══ Страница ══
Многих из писателей и литературоведов, приехавших в Ханты-Мансийск, можно назвать знаменитыми. Вот, например Петер Домокош – писатель, доктор филологических наук из Будапешта, Иштван Ковач – венгерский поэт; Арво Валтон, получивший широкое признание в мире и как кинематографист, и как поэт еще в советское время; Анита Конкка, писательница, общественный деятель из Финляндии; Момадей Н.Скотт, индейский прозаик, профессор Университета штата Аризона в США…
Благодаря созданию ассоциации финно-угорские писатели довольно часто встречаются. Как отмечали участники конгресса, во время первых встреч в гораздо большей степени говорили о политике, чем о литературе: в конце восьмидесятых, начале девяностых годов, о чем бы ни заходил разговор, он неизменно скатывался на вопросы политического устройства государств, поиска достойного места в обществе для небольших по количеству народов. На открытии конгресса Арво Валтон напомнил участникам о большой роли, которую сыграл  в деле объединения финно-угров покойный ныне писатель Николай Рыбаков, бывший председатель союза писателей Мари-Эл и политический деятель – в своей республике он был первым заместителем премьер-министра. Наверное, литература из-за его ухода в политику потеряла немало, но по его инициативе, при его поддержке была создана ассоциация финно-угорских писателей, и с благодарностью к его огромным заслугам писатели почтили память Рыбакова. На нынешней встрече гораздо большее внимание уделялось процессам, происходящим внутри самой литературы, ее качеству, связи современной литературы с фольклором своих народов.
═══
══ Исходные материалы ══
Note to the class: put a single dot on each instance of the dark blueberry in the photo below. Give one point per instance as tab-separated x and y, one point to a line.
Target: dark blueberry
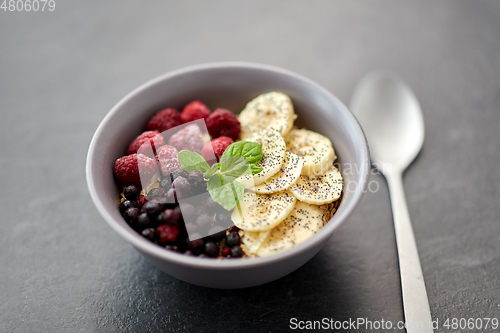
166	183
149	233
203	220
196	243
169	216
195	177
126	205
182	187
211	249
233	239
179	173
131	192
236	252
172	248
152	208
217	233
131	215
171	196
143	220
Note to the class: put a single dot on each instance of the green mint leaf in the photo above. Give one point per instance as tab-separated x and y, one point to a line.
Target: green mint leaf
192	161
225	192
212	171
252	151
255	169
234	166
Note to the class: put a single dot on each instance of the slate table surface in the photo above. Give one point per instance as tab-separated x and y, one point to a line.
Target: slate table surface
62	269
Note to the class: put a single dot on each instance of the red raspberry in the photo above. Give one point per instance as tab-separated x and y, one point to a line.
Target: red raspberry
145	137
194	110
127	168
223	122
189	138
141	201
216	147
167	157
164	120
167	233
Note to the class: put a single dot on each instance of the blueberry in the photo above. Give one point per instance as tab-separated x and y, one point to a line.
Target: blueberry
216	233
149	233
131	215
211	249
152	208
236	252
179	173
131	192
166	183
126	205
233	239
143	220
154	193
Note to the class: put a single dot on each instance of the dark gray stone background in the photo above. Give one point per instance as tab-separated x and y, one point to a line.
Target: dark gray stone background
63	269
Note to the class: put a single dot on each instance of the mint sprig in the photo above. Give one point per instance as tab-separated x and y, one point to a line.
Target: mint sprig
240	158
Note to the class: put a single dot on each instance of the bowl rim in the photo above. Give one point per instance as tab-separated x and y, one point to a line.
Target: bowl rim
154	250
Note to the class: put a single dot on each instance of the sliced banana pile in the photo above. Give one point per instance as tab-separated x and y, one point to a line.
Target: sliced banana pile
295	193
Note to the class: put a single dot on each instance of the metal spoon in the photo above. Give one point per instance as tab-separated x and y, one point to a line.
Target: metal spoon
392	120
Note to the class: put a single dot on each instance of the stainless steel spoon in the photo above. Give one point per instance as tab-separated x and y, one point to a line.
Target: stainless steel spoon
391	118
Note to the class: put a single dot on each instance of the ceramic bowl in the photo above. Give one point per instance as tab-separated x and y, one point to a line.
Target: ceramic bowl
229	85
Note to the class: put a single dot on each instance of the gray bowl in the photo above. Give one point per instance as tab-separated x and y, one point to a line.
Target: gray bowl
229	85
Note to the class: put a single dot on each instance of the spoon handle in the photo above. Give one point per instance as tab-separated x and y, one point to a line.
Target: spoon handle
415	302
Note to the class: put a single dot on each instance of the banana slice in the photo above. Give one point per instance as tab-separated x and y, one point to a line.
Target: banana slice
272	110
319	190
260	212
287	176
315	149
254	239
273	147
303	222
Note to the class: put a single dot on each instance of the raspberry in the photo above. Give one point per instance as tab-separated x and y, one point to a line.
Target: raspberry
127	168
164	120
167	157
145	137
223	122
216	147
189	138
194	110
167	233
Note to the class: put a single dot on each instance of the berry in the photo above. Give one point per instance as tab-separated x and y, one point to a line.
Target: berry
═══
**Цель задания:**
Продолжите текст о конгрессе финно-угорских писателей в Ханты-Мансийске с того места, на котором он заканчивается.

**Итог выполнения:**
Причины пристального внимания к финно-угорской культуре со стороны литературоведов других языковых групп, возможно, в какой-то мере объясняет Ева Тулуз, доктор филологических наук, она более десяти лет работает в Эстонии, является частой гостьей во всех финно-угорских республиках и в ХМАО.  Во время перерыва между заседаниями я спросила, как получилось, что она, дочь португальца и итальянки, гражданка Франции, увлеклась финно-угорским миром.
-Причем очень увлеклась. – уточнила Ева. -  Здесь представлены очень разные типы культур. Есть центрально-европейская – венгры, есть скандинавская - финны, есть, как мы говорим, народы природы - коренные народы Севера, есть сельскохозяйственные культуры – народы Поволжья. Это дает возможность почувствовать разнообразие, богатство мира.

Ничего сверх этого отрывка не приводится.